===== PROVIDED DATA =====

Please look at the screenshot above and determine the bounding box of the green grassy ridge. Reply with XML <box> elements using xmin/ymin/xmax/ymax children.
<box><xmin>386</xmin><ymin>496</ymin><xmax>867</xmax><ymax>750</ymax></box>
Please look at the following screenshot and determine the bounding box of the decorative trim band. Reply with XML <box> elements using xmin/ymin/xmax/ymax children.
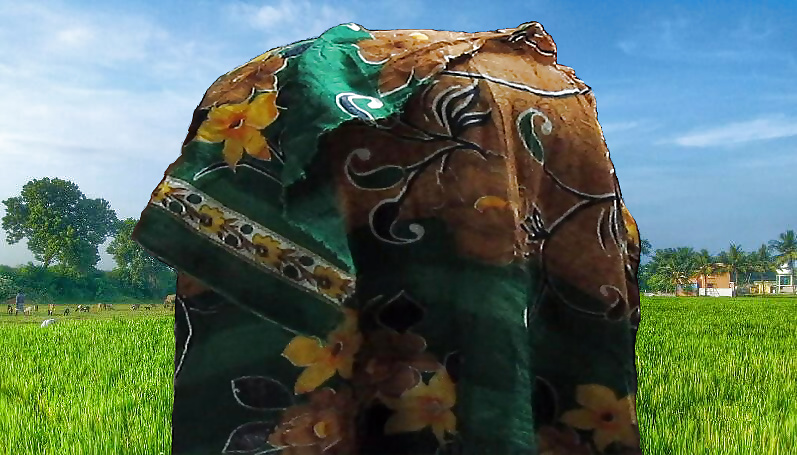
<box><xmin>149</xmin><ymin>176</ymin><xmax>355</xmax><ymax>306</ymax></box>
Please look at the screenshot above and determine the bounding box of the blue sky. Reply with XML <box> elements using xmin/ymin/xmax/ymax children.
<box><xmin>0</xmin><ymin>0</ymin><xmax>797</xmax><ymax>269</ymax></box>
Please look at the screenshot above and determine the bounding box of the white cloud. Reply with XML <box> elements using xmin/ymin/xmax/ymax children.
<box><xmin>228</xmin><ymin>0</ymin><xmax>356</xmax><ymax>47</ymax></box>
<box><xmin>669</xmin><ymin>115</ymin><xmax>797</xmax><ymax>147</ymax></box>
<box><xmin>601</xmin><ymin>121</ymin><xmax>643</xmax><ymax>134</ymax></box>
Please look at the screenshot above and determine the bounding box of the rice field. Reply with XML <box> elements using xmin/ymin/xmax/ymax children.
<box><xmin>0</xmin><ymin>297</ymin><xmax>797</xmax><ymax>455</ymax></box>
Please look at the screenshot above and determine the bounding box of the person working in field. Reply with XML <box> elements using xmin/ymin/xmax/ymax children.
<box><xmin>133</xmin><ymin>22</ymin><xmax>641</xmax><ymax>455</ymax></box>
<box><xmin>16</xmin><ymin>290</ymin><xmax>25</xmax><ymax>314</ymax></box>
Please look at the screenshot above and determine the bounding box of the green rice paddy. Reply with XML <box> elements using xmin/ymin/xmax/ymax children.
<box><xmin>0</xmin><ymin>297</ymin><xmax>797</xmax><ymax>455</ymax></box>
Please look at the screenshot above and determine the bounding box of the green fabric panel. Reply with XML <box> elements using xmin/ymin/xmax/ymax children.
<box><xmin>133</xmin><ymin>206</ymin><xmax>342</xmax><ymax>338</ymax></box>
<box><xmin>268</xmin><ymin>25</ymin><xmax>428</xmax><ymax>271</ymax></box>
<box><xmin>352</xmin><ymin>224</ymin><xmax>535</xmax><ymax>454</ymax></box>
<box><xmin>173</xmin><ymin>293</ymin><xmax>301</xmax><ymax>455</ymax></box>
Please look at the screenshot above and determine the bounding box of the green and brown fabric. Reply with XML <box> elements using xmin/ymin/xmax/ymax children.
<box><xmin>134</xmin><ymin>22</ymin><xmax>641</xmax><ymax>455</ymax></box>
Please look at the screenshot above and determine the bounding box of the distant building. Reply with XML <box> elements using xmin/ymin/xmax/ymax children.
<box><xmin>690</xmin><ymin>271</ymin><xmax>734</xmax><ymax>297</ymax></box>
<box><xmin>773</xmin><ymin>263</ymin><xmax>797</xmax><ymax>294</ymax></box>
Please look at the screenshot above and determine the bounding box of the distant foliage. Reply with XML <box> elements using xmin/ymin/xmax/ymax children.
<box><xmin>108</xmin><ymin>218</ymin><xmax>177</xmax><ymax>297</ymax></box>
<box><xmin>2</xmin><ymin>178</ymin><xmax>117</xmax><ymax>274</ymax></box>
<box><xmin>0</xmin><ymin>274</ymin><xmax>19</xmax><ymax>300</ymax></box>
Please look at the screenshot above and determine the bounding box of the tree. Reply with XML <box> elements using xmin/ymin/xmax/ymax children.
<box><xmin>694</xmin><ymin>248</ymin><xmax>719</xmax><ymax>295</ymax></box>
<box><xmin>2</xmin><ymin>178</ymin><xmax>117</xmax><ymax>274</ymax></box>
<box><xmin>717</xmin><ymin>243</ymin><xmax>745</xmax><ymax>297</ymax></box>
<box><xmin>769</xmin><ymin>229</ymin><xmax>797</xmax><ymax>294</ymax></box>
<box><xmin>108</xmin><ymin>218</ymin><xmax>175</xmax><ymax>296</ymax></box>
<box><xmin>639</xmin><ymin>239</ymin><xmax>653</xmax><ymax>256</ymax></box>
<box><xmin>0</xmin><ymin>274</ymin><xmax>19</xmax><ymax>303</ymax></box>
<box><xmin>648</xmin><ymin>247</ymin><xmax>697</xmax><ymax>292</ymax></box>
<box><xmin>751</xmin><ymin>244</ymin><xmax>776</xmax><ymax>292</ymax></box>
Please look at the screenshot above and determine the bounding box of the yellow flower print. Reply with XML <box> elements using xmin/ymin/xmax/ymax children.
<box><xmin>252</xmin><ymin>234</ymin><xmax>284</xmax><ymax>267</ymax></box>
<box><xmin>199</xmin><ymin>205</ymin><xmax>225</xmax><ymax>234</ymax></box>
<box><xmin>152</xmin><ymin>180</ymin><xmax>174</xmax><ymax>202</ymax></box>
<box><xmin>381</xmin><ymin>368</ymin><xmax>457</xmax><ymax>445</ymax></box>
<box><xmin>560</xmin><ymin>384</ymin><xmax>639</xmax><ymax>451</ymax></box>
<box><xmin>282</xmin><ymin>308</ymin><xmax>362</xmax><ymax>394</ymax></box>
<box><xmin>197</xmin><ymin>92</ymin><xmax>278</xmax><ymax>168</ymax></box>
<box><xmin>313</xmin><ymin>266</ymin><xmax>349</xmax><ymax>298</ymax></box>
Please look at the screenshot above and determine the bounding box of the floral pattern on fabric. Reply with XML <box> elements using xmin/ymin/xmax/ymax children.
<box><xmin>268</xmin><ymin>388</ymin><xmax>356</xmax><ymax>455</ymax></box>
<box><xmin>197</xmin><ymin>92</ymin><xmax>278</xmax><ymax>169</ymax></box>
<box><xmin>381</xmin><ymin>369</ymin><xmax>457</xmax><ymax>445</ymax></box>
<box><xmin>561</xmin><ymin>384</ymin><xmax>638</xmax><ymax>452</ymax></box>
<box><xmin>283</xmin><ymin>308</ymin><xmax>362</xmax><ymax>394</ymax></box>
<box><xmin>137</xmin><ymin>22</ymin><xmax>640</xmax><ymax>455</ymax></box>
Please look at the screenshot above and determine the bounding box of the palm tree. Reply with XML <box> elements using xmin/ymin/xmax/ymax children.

=====
===== PROVIDED DATA =====

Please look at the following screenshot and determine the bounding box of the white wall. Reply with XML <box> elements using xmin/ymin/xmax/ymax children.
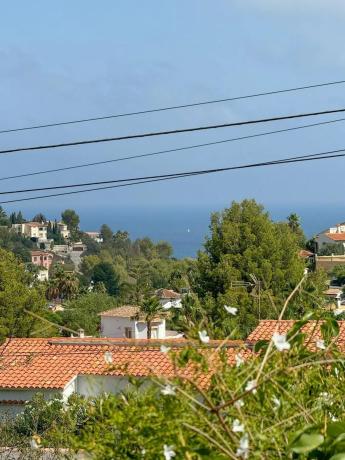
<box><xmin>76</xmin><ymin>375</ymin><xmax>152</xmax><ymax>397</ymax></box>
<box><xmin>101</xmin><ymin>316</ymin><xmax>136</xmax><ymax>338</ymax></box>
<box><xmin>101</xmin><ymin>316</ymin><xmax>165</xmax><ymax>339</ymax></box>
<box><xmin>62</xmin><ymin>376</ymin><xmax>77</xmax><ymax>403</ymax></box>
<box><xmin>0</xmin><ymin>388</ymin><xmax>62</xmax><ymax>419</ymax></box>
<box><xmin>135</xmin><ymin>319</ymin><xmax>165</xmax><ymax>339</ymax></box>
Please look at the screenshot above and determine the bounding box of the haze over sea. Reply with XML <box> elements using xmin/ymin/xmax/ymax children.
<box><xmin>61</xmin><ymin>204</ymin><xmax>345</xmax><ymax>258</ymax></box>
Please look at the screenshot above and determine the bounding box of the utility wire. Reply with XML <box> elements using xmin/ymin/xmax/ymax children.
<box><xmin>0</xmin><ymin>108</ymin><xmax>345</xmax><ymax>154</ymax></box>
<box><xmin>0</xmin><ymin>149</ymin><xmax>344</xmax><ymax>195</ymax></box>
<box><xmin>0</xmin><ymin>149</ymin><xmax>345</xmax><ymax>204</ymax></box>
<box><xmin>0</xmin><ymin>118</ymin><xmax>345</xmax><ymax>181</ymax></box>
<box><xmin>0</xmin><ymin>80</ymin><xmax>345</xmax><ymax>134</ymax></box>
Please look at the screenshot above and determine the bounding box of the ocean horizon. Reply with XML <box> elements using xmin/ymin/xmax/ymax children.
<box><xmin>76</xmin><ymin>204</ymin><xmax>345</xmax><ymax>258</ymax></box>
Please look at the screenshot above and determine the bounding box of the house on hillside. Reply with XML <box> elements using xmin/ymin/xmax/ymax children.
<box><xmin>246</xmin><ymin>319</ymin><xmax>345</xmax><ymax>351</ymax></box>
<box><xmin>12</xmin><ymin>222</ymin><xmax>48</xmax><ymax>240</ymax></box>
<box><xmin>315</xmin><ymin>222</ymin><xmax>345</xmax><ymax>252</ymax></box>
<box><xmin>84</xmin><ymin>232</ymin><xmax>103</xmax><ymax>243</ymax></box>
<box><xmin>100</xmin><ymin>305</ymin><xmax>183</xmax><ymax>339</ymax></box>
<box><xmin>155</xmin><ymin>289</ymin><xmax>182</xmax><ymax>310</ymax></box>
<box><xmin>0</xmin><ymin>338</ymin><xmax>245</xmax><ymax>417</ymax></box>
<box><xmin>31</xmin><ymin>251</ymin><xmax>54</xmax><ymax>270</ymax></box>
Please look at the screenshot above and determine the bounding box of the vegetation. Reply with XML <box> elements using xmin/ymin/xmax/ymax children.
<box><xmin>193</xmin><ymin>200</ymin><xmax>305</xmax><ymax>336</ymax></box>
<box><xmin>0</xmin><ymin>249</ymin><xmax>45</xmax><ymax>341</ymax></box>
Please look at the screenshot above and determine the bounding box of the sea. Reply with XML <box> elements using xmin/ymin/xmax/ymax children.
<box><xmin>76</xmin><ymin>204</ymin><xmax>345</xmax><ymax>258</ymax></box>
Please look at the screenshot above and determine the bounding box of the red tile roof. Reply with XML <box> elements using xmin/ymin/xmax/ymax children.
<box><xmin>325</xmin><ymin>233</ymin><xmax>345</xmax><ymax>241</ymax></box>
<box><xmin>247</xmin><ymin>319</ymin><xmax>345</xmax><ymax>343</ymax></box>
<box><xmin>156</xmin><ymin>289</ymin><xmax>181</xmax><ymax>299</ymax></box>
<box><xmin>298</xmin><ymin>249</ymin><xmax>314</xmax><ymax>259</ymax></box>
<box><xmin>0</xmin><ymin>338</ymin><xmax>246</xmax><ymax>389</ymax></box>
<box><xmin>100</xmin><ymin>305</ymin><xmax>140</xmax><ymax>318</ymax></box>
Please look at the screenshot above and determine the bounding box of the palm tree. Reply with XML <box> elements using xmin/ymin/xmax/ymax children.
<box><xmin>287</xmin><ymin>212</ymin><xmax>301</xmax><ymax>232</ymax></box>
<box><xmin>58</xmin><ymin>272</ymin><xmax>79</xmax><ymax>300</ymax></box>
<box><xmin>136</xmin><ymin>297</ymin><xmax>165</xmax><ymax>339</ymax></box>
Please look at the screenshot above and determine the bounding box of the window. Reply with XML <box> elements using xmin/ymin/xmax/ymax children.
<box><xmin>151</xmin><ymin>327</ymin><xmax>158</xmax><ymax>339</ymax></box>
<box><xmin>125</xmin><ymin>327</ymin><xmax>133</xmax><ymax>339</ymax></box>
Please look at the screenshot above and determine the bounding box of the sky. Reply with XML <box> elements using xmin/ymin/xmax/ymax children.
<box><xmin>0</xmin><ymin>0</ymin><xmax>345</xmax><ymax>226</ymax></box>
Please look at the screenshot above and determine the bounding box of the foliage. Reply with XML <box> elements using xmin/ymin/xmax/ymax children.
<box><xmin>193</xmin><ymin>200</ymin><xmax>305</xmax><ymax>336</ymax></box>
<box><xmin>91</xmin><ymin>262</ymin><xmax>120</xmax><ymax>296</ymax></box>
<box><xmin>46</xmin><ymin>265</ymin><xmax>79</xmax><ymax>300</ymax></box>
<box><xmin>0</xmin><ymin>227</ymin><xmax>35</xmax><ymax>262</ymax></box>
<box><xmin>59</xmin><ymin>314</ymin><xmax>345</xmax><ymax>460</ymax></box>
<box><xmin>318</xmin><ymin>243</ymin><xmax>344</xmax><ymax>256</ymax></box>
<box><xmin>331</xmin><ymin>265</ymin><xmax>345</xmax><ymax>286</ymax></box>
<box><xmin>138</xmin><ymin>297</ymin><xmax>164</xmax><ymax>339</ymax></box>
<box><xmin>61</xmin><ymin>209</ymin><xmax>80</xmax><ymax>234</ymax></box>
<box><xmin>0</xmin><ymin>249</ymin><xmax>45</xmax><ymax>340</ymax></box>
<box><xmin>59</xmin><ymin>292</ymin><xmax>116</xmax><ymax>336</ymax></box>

=====
===== PROVIDED DATA =====

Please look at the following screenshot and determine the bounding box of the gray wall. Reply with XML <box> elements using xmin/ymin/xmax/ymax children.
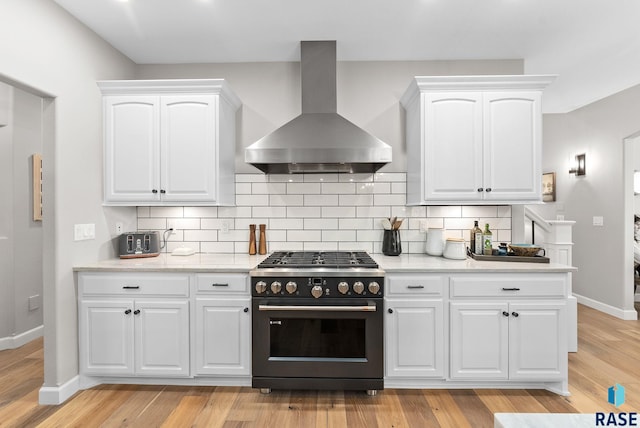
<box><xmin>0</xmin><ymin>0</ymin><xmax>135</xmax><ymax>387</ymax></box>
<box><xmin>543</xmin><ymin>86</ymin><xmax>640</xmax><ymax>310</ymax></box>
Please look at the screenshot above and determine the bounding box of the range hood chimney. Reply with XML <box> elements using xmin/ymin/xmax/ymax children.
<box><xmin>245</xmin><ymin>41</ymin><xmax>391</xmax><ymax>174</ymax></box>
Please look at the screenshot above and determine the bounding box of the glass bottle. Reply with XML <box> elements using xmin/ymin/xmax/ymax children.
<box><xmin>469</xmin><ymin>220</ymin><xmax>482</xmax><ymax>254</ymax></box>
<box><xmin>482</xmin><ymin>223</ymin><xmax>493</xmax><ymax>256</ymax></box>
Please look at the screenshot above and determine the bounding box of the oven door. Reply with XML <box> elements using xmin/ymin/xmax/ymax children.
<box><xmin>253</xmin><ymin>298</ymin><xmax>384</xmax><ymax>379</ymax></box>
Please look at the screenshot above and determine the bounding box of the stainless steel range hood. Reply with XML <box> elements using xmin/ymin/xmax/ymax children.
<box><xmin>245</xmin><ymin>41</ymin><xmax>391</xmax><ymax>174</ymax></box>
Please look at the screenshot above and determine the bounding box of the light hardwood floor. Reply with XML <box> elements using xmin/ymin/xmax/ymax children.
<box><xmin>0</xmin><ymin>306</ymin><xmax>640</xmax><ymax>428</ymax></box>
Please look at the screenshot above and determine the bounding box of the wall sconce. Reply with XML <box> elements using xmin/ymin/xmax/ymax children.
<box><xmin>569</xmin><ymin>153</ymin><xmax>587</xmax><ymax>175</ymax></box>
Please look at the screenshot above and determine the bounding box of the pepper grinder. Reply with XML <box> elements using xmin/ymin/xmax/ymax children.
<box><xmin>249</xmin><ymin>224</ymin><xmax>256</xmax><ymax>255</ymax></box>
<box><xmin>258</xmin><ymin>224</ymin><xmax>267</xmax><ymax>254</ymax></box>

=====

## TASK OBJECTIVE
Select every line in the data above that contains the word "foliage", matching case exactly.

## TASK SOLUTION
Please look at the screenshot above and determine the bounding box of the distant foliage. Reply with XML <box> elements using xmin/ymin/xmax/ymax children.
Please look at the screenshot above and determine the bounding box of the foliage. Reply with XML <box> elements using xmin/ymin/xmax/ymax children.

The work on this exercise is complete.